> [Given exercise]:
Quote everything in the PyPDF2 watermark post below, from "all_pdf_content = ''" down to "read_pdf = PyPDF2.PdfFileReader(data)".

Search code examples
pythonpdf

How to remove watermark from PDF file using Python's PyPDF2 lib


I have wrote a code that extracts the text from PDF file with Python and PyPDF2 lib. Code works good for most docs but sometimes it returns some strange characters. I think thats because PDF has watermark over the page so it does not recognise the text:

import requests
from io import StringIO, BytesIO
import PyPDF2

def pdf_content_extraction(pdf_link):

    all_pdf_content = ''

    #sending requests
    response = requests.get(pdf_link)
    my_raw_data = response.content


    pdf_file_text = 'PDF File: ' + pdf_link + '\n\n'
    #extract text page by page
    with BytesIO(my_raw_data) as data:
        read_pdf = PyPDF2.PdfFileReader(data)

        #looping trough each page
        for page in range(read_pdf.getNumPages()):
            page_content = read_pdf.getPage(page).extractText()
            page_content = page_content.replace("\n\n\n", "\n").strip()

            #store data into variable for each page
            pdf_file_text += page_content + '\n\nPAGE '+ str(page+1) + '/' + str(read_pdf.getNumPages()) +'\n\n\n'

    all_pdf_content += pdf_file_text + "\n\n"
        
    return all_pdf_content



pdf_link = 'http://www.dielsdorf.ch/dl.php/de/5f867e8255980/2020.10.12.pdf'

print(pdf_content_extraction(pdf_link))

This is the result that I'm getting:

#$%˘˘
&'(˝˙˝˙)*+"*˜
˜*
,*˜*˜ˆ+-*˘!(
.˜($*%(#%*˜-/
"*
*˜˜0!0˘˘*˜˘˜ˆ
+˜(%
*
*(+%*˜+"*˜'
$*1˜ˆ
...
...

My question is, how can I fix this problem? Is there a way to remove watermark from page or something like that? I mean, maybe this problem can be fixed in some other way, maybe the problem is not in that watermark/logo?

> [Data section]:
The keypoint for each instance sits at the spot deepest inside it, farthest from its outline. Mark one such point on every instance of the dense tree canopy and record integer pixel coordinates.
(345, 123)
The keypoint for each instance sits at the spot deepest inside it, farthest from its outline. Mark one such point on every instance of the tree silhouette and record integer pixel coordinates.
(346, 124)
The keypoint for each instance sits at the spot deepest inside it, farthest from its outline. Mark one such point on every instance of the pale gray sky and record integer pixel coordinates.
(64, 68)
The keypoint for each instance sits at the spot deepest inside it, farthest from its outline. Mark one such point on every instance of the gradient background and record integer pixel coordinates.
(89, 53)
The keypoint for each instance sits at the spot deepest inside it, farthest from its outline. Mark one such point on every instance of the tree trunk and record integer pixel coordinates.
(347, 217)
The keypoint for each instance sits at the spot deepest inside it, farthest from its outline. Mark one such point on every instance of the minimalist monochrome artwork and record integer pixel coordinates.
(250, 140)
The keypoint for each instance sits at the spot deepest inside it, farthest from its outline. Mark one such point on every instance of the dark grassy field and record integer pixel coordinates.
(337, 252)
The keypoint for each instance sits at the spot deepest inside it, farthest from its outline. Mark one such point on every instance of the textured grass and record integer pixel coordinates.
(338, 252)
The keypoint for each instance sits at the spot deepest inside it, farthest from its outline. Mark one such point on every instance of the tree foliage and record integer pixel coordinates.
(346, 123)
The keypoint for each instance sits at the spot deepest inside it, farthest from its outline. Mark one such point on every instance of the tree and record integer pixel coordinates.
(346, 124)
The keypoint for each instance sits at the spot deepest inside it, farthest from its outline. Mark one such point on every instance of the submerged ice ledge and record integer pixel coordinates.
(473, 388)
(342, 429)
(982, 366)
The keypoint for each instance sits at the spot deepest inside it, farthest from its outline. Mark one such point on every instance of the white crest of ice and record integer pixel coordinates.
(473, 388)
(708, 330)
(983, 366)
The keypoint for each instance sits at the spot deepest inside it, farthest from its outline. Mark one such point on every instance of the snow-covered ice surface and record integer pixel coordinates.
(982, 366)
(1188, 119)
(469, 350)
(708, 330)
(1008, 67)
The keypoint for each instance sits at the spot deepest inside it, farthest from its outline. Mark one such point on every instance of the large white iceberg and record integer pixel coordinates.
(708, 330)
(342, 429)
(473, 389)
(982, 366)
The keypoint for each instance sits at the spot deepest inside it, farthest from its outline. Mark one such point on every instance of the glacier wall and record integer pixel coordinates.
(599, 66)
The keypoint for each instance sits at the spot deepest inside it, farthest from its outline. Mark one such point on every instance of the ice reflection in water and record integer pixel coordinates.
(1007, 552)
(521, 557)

> [Problem solution]:
all_pdf_content = ''

    #sending requests
    response = requests.get(pdf_link)
    my_raw_data = response.content


    pdf_file_text = 'PDF File: ' + pdf_link + '\n\n'
    #extract text page by page
    with BytesIO(my_raw_data) as data:
        read_pdf = PyPDF2.PdfFileReader(data)